● EXERCISE OBJECTIVE
Your reply should be the following data, copied exactly.

● SOURCE MATERIAL
◇ ◇ ◇ ◇ ◇ ◇ ◇
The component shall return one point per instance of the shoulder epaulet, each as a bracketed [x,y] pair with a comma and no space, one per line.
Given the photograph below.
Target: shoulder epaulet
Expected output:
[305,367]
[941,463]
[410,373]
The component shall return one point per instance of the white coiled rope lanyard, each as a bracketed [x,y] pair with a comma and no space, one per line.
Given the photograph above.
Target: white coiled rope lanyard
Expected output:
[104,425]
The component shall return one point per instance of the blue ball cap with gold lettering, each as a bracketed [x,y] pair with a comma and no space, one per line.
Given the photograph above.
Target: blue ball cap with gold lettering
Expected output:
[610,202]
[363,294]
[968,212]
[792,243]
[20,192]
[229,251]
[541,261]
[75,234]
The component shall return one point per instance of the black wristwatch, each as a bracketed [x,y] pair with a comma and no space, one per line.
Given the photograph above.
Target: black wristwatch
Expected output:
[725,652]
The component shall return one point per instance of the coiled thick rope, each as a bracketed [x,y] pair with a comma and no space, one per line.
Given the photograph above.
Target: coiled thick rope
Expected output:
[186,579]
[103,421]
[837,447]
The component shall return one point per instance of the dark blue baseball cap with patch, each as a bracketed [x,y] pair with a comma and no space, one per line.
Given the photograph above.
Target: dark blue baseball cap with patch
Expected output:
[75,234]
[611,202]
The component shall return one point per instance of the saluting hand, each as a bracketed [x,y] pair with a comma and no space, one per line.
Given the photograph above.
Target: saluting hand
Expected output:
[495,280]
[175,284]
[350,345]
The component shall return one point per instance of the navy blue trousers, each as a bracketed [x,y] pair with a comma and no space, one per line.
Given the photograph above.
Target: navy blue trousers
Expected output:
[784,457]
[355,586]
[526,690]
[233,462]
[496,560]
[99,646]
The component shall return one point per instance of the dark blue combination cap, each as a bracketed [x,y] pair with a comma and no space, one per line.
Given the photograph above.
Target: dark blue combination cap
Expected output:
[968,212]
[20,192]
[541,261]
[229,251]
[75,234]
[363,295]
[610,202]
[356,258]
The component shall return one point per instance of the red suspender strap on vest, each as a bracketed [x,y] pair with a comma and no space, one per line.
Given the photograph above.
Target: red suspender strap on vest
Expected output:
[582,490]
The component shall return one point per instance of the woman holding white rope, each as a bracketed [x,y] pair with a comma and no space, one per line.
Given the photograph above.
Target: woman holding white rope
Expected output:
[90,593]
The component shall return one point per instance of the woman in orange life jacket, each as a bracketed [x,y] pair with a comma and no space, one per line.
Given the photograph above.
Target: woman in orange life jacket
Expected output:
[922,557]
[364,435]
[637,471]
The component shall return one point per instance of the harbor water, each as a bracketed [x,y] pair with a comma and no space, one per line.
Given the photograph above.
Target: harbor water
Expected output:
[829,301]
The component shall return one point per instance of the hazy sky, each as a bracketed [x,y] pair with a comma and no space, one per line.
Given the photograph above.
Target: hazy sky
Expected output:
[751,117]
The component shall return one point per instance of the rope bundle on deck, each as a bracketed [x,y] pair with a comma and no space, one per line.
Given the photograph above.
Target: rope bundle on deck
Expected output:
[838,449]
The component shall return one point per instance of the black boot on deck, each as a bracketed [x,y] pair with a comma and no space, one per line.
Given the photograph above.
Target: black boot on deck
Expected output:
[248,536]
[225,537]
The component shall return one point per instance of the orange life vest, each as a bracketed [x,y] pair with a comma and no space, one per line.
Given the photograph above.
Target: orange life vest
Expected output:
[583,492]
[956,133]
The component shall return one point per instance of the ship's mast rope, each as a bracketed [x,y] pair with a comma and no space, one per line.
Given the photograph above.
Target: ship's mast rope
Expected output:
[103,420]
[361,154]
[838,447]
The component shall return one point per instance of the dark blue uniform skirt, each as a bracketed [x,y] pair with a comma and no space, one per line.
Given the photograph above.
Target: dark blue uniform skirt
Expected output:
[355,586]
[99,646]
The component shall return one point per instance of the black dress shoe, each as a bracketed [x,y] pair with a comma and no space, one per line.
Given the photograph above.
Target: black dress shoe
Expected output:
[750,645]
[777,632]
◇ ◇ ◇ ◇ ◇ ◇ ◇
● SOLUTION
The component shall return one point per instance of the shoulder epaulet, each as a bracketed [x,y] pair with a comma and no space, one per line.
Given the photograph below.
Target: shoulder epaulet
Expected output:
[305,367]
[941,463]
[410,373]
The component shall return one point per instance of the white coiled rope lanyard, each as a bracketed [x,y] pair with a comma and no space, one per line.
Given the photograph above.
Target: white coiled rope lanyard
Expected output:
[104,425]
The component shall return one point per instance of the blue ball cap with gold lettering, each as a bracketed [x,y] pair with a comma and no space, one per line.
Given the photograph above.
Target: blue ball cap with gold lettering
Expected output:
[610,202]
[363,294]
[968,212]
[792,243]
[20,192]
[229,251]
[541,261]
[75,234]
The component shall return one point per instance of the black wristwatch, each as a bracketed [x,y] pair with a comma and no space, one per line.
Given the photograph above.
Target: black wristwatch
Expected output:
[725,652]
The component shall return one point per instance of the coiled thick rope, each as a bracketed [x,y] pair with a comma and no space, one per line.
Given the photograph above.
Target: coiled thick rope
Expected output:
[186,579]
[103,421]
[837,447]
The component shall return one point per instance of the dark blue baseball cap with patch, each as a bracketed [x,y] pair with a comma and no space, one per line.
Given the photograph above.
Target: dark blue baseball cap with patch
Expected output:
[75,234]
[611,202]
The component shall return one point per instance of the saluting hand, each as a bracketed [x,y] pair with a comma and no space, one per line.
Given the photograph above.
Target: saluting hand
Expected output:
[495,280]
[175,284]
[350,345]
The component shall return one point per instance of the navy blue trousers, each as a bracketed [x,y] pair with a comma and no space, one per line.
Given the photograph above.
Target: navy blue trousers
Expected output:
[784,457]
[355,586]
[526,690]
[233,462]
[496,560]
[99,646]
The component shall return one point per instance of the dark blue combination cap, each as a bracketed [x,y] pair with a comma and no space, one per line.
Given the photograph above.
Target: dark blue combination cap
Expected output:
[968,212]
[20,192]
[541,261]
[229,251]
[75,234]
[363,295]
[610,202]
[356,258]
The component shall return one point per instance of the red suspender strap on vest, each as a bracketed [x,y] pair with a comma and no space, one per line.
Given the photograph above.
Target: red suspender strap on vest
Expected output:
[582,490]
The component shall return one point per instance of the woman holding white rope, each as a bracketed [x,y] pair with a comma and no space, one per line.
Given the photograph above.
Target: woman holding white rope
Expected output:
[90,593]
The component shall return one point per instance of the woman in orange life jacket, each as a bracketed [x,y] pair with a comma and no space, one per line.
Given the photograph above.
Target: woman in orange life jacket
Expected output:
[922,557]
[364,435]
[637,471]
The component shall return one point per instance of the harbor water, each as a bracketed [x,y] pair with a comma and no space, one per line.
Given the photograph above.
Target: harbor water
Expected output:
[829,301]
The component shall return one point per instance of the hazy sky, each as a bracketed [x,y] pair with a comma and no space, one per line.
Given the photograph above.
Target: hazy sky
Expected output:
[751,117]
The component shall return one point per instance of the rope bundle on deck, each as a bracketed [x,y] pair with a comma and no space, one per line.
Given the photograph above.
Target: rope bundle on deck
Expected output:
[838,449]
The component shall return one point per instance of the black boot on deck, each as a bracketed [x,y] pair with a comma and no space, one per line.
Given the photograph above.
Target: black boot on deck
Expected output:
[248,536]
[225,537]
The component shall return one point per instance of the orange life vest, each as a bracketed [x,y] pair with a comma and no space, one per line.
Given the photograph above.
Target: orange life vest
Expected output:
[583,492]
[956,133]
The component shall return one point per instance of the ship's mast rope, each as a bracketed [x,y] pair with a comma and no space, one per line.
Given the photograph above.
Target: ship's mast rope
Expected output:
[103,420]
[361,154]
[838,447]
The component shall return one point per instance of the dark blue uniform skirt, each as a bracketed [x,y] pair with a comma and no space, one per line.
Given the photograph above.
Target: dark blue uniform skirt
Expected output:
[355,586]
[99,646]
The component shall return one point per instance of the black dress shoe, each as a bracketed [x,y] pair with a comma and no space, one per line.
Given the photograph above.
Target: black dress shoe
Expected output:
[750,645]
[777,632]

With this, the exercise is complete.